Data for review below:
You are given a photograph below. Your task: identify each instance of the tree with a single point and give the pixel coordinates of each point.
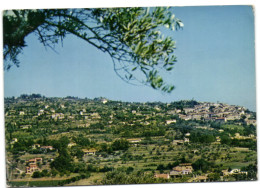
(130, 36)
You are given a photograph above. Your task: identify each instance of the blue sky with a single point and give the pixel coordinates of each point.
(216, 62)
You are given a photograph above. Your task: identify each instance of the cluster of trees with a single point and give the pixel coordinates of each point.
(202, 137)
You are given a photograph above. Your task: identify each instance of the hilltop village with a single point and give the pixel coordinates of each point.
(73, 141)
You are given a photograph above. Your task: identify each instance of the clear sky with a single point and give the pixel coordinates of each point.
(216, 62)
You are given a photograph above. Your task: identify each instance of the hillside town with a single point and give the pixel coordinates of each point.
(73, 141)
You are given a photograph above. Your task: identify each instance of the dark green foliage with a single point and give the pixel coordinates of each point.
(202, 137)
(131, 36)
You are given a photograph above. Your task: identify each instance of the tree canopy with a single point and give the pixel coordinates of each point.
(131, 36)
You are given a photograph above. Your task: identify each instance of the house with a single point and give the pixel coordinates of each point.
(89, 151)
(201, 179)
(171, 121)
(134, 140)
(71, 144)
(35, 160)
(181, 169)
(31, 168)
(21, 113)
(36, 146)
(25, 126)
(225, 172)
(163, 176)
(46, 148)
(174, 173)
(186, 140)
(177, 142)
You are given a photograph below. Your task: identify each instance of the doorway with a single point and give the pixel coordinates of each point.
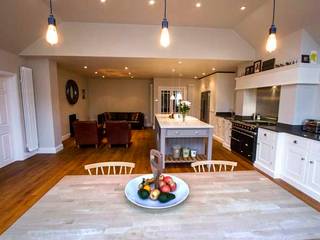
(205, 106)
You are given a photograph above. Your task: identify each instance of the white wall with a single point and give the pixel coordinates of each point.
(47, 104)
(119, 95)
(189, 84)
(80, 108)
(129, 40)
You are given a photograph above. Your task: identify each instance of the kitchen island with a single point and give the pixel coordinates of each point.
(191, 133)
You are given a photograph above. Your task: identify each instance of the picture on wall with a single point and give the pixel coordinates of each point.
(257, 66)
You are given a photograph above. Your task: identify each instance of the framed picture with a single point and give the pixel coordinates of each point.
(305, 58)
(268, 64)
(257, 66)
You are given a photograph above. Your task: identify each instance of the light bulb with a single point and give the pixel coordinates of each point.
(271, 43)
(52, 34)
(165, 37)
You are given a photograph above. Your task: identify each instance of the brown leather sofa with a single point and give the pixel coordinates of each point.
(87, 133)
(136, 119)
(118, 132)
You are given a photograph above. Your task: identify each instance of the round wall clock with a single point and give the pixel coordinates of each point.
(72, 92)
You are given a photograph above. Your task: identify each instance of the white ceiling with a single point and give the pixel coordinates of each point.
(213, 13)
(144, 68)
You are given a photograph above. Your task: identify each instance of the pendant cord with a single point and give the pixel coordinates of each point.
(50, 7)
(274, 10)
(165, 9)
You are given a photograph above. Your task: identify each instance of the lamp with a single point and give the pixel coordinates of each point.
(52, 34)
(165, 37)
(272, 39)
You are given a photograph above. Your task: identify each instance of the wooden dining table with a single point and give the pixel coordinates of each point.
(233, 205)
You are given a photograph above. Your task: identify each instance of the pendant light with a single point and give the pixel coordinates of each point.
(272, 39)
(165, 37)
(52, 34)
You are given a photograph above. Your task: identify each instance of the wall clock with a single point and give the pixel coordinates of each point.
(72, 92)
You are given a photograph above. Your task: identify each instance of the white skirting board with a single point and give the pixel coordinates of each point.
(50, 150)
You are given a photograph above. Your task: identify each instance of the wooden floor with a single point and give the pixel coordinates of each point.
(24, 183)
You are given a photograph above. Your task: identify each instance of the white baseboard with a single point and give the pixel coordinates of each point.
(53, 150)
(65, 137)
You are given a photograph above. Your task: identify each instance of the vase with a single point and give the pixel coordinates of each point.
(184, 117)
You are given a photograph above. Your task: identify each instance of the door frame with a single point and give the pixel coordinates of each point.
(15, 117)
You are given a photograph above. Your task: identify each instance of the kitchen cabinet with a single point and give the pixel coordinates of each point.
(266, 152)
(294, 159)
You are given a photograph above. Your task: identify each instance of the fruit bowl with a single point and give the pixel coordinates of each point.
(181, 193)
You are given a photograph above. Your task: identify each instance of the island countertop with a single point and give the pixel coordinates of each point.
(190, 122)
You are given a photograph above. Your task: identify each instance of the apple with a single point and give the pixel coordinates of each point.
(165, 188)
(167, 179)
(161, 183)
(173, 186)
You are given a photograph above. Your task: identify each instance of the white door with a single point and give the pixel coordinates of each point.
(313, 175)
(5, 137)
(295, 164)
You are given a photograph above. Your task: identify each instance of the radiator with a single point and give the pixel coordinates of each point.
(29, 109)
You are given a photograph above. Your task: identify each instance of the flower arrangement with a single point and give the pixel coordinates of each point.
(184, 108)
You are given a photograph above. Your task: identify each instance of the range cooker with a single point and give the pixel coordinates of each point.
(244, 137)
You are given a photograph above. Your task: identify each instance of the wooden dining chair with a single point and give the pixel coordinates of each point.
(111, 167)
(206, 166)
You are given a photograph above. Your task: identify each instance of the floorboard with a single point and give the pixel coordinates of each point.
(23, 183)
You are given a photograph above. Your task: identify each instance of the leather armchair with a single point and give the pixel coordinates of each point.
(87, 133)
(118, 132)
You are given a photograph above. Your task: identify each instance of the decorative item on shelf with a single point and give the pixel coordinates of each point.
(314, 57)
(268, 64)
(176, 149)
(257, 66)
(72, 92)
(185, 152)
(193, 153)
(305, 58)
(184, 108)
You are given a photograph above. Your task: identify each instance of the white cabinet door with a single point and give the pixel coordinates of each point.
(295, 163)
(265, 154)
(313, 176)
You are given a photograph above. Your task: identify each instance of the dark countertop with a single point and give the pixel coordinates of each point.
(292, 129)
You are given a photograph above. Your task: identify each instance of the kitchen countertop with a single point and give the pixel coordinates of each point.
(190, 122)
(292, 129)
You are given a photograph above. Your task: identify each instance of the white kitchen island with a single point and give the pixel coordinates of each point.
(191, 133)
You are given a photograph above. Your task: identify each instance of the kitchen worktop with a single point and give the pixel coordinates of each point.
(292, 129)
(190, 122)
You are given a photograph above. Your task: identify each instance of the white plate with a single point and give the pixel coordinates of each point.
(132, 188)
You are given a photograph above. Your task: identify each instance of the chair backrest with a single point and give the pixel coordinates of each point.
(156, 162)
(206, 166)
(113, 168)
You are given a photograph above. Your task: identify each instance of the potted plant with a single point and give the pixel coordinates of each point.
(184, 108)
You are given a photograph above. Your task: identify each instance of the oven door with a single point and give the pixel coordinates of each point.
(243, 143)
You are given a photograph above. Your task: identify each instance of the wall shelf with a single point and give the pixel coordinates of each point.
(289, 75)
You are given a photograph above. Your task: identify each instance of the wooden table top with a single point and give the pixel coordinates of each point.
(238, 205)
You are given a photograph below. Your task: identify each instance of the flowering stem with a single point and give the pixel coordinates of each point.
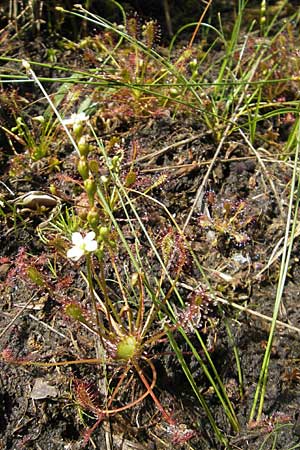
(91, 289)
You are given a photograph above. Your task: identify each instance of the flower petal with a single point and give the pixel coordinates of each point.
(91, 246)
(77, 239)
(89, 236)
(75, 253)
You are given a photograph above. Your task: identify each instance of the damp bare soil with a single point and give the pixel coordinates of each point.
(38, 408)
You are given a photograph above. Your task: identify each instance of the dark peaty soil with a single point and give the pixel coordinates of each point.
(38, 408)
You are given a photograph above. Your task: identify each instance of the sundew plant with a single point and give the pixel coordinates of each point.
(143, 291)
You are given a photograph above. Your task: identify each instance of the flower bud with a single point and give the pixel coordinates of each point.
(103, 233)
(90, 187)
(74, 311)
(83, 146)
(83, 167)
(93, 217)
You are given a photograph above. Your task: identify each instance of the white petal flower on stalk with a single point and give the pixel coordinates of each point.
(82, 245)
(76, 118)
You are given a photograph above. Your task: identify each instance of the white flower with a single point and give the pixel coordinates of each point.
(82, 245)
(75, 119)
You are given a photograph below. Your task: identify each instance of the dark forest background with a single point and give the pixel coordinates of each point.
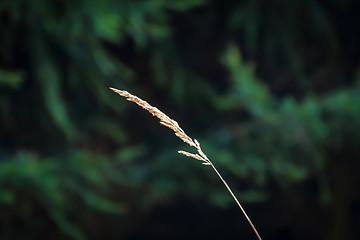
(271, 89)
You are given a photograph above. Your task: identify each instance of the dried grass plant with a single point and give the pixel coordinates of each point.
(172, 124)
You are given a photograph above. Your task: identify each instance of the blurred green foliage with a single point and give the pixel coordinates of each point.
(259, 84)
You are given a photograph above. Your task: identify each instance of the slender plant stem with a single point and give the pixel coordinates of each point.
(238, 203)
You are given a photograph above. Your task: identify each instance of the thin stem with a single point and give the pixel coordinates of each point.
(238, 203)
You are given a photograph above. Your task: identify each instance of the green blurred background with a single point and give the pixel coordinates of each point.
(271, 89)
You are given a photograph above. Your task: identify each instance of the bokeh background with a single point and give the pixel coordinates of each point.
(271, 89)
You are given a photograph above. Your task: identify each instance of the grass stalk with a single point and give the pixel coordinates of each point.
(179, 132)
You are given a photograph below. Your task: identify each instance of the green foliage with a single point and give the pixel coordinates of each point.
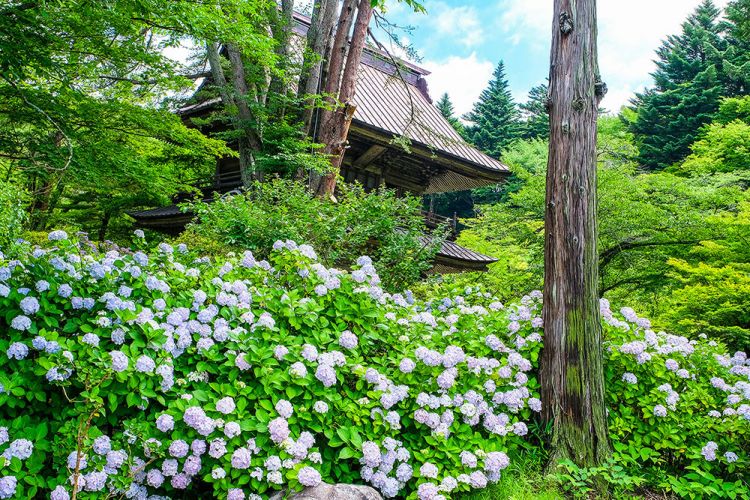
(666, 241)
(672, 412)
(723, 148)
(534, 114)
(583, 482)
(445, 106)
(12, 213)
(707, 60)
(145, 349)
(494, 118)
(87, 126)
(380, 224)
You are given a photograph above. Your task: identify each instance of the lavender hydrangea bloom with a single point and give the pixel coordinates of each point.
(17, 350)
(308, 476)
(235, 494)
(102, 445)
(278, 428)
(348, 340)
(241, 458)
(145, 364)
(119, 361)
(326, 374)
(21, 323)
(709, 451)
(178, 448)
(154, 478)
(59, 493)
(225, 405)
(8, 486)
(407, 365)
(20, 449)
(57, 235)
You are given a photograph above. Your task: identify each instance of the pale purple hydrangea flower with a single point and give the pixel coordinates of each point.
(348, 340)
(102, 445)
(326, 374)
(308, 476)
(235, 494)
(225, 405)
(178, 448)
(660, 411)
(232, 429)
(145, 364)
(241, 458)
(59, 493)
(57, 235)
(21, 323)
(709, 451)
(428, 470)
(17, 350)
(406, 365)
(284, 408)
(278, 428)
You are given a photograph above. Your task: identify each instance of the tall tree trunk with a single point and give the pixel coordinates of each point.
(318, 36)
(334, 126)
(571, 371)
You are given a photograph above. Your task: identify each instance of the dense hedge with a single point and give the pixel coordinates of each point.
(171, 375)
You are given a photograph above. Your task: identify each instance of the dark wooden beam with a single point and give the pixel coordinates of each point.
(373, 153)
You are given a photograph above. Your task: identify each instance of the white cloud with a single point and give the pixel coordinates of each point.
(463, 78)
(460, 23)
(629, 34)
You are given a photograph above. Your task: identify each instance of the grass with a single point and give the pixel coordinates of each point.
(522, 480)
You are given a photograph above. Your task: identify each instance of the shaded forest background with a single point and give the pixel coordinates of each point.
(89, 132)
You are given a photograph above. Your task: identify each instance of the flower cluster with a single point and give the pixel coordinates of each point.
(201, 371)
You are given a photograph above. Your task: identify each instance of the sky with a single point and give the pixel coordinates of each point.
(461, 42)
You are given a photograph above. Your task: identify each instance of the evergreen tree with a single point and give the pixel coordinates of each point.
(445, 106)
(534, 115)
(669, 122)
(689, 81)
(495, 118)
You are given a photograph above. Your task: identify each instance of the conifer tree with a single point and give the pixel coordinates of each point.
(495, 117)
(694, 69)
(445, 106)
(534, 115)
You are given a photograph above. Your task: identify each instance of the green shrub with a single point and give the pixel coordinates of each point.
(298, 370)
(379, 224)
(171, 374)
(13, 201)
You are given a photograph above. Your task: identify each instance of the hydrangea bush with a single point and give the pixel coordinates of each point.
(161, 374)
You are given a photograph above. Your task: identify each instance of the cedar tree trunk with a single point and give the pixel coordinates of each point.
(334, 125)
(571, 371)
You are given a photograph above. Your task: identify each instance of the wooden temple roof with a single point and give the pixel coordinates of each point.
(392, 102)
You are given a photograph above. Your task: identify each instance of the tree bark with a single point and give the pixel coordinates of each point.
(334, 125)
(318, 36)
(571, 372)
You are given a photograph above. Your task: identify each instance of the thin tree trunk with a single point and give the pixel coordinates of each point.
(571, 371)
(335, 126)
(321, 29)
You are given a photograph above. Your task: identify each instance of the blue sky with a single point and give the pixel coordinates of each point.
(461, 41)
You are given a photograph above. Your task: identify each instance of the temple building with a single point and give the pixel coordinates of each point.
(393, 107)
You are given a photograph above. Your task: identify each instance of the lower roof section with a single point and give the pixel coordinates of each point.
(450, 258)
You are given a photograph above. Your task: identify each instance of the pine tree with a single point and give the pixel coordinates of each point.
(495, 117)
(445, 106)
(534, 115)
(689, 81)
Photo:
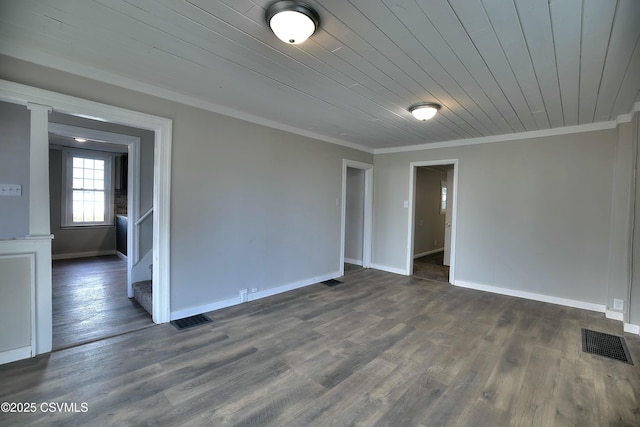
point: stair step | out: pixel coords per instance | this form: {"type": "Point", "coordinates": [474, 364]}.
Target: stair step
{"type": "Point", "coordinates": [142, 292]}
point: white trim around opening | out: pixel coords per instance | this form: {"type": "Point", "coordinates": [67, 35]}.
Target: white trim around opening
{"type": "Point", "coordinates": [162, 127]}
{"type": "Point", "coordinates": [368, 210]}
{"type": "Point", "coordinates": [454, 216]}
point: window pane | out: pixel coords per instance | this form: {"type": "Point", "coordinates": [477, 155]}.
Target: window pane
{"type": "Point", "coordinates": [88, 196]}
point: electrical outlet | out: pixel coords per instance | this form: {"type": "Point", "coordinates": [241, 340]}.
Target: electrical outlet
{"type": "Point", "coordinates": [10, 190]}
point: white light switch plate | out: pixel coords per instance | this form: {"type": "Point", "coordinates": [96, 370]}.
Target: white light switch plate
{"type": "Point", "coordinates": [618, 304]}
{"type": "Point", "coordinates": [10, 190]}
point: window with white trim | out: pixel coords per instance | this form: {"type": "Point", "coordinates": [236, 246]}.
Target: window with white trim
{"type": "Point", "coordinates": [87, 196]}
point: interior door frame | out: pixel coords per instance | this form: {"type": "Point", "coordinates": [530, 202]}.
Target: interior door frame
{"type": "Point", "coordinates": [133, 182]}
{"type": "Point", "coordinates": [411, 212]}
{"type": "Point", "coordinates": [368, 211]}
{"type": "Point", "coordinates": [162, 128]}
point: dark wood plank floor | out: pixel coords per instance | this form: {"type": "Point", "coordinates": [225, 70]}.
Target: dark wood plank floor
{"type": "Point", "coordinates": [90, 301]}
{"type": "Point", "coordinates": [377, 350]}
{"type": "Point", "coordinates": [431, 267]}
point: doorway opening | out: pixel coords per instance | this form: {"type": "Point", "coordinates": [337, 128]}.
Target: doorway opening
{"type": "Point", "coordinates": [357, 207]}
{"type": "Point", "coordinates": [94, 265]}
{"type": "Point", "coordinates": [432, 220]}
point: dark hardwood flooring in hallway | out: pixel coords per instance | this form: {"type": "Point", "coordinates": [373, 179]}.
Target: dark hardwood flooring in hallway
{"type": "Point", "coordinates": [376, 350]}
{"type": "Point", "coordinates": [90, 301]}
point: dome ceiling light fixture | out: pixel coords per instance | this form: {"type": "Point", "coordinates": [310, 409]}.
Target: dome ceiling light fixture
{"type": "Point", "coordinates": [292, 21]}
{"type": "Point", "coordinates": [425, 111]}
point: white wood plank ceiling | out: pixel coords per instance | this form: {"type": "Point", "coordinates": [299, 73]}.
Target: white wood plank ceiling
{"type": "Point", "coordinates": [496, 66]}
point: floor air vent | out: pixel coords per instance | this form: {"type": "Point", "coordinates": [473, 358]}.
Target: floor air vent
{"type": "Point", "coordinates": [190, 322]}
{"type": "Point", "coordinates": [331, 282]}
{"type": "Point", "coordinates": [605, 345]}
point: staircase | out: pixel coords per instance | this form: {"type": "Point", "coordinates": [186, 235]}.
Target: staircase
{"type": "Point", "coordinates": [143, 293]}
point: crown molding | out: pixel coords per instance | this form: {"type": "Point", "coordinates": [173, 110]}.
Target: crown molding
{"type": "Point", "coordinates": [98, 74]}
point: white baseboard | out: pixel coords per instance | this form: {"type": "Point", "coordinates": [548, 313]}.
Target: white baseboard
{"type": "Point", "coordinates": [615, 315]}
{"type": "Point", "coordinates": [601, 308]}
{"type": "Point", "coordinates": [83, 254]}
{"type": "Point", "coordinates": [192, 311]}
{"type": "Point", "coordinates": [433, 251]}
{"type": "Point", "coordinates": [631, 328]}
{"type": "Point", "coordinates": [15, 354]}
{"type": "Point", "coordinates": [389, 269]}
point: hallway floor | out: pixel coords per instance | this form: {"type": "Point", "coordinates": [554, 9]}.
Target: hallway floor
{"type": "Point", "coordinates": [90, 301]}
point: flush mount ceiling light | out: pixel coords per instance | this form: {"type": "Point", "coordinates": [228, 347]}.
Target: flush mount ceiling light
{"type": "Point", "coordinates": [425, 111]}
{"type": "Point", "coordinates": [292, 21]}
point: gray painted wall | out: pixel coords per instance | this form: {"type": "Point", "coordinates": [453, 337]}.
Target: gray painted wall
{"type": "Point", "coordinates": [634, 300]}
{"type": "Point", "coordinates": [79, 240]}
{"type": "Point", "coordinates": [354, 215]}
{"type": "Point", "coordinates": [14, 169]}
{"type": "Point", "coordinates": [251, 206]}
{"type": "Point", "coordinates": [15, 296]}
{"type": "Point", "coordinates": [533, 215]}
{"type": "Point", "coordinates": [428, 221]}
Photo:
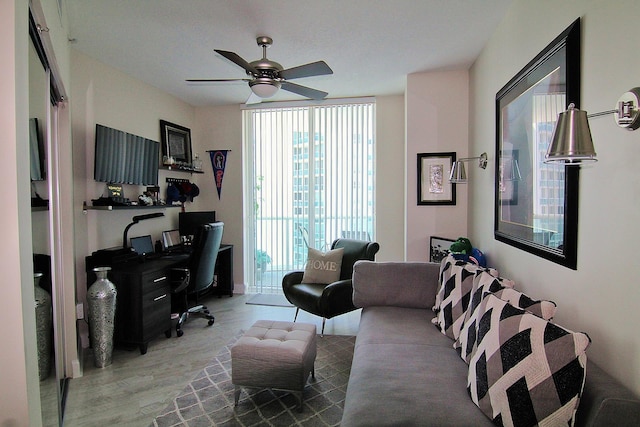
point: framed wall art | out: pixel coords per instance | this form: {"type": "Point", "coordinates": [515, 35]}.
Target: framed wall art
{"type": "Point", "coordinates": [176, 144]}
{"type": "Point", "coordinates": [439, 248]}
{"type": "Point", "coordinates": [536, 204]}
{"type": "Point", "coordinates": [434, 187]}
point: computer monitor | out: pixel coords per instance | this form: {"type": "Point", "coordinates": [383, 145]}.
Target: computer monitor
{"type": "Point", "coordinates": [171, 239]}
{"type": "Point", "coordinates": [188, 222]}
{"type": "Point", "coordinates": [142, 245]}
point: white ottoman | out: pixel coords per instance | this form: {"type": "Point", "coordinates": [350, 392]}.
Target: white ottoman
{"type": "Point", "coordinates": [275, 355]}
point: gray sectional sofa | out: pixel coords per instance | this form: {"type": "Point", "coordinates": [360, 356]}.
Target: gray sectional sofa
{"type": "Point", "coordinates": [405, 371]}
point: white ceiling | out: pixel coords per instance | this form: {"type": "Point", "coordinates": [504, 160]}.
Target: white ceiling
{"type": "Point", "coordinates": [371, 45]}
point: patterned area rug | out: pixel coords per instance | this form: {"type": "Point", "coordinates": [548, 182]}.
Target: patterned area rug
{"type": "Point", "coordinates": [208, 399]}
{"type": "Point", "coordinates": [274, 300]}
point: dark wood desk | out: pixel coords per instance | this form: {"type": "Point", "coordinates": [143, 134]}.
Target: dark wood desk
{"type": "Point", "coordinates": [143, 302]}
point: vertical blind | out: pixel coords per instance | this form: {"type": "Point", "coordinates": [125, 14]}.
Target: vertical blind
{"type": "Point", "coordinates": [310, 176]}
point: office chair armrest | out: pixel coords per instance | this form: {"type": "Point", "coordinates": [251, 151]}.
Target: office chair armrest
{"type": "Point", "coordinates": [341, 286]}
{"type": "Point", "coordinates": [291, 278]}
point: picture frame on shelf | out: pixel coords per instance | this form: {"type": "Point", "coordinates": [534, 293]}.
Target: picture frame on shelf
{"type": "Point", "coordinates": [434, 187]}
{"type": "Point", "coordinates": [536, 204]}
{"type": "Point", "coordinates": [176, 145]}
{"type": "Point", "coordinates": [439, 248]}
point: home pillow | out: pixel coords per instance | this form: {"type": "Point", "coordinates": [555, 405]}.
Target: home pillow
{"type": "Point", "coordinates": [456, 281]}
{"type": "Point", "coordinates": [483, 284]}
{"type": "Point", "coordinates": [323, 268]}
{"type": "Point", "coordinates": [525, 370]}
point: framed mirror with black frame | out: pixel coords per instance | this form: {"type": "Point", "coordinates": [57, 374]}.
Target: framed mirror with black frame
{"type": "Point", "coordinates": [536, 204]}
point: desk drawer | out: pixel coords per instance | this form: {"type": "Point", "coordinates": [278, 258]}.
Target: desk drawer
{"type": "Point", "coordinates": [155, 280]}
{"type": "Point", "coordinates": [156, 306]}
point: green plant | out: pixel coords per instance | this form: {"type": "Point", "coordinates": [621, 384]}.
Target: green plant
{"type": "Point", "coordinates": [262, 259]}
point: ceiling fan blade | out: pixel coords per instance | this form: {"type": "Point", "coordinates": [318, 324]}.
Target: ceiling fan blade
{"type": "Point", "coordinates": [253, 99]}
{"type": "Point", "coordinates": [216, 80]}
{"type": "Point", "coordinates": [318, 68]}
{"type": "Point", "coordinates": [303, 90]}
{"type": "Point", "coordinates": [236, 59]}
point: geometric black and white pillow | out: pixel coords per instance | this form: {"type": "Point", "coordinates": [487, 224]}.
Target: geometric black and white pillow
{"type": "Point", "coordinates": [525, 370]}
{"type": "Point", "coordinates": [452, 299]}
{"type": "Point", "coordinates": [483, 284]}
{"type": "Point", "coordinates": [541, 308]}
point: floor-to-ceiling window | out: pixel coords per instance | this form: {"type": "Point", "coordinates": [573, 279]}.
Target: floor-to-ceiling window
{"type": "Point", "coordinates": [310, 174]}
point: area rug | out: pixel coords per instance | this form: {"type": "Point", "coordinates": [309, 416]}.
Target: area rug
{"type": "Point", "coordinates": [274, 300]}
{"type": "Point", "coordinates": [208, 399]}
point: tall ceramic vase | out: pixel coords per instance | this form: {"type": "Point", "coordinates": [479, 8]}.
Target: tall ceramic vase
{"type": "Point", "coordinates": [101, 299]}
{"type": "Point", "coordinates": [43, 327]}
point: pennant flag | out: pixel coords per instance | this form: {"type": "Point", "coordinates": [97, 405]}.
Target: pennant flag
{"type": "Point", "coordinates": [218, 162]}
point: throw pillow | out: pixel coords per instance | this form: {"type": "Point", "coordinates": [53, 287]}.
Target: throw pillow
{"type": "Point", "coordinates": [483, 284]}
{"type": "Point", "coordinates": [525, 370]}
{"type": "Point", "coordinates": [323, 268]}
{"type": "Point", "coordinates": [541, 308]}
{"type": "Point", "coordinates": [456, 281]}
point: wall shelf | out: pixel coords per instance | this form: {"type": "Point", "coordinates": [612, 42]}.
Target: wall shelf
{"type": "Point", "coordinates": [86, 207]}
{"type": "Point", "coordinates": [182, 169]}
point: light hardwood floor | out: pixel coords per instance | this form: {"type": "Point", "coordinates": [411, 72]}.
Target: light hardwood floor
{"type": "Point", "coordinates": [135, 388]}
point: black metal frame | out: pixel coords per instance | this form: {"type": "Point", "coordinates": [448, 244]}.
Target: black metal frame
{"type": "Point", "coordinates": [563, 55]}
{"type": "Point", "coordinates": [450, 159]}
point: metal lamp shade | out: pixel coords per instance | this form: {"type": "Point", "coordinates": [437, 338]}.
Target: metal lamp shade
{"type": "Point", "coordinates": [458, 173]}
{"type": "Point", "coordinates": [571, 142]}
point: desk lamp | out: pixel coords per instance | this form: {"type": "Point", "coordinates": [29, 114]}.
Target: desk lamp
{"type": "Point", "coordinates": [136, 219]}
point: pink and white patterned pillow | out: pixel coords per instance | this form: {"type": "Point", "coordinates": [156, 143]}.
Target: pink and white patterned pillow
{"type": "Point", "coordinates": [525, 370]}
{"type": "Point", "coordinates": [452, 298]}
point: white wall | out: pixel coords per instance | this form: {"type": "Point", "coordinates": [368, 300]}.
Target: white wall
End of Data for review.
▶ _Exercise aim_
Nothing but the lines from the one containing "point: desk lamp" through the last line of the material should be returned, each exactly as written, both ends included.

▶ _The answer_
point: desk lamp | out: pixel coords per instance | this form: {"type": "Point", "coordinates": [29, 114]}.
Target: desk lamp
{"type": "Point", "coordinates": [136, 219]}
point: pink and white patterned pillow | out: pixel coords per instance | this form: {"type": "Point", "coordinates": [156, 143]}.
Target: pink and white patterned pillow
{"type": "Point", "coordinates": [525, 370]}
{"type": "Point", "coordinates": [452, 298]}
point: white wall | out: pixel coords per instance | this form: {"type": "Point", "coordinates": [368, 300]}.
Target: white wall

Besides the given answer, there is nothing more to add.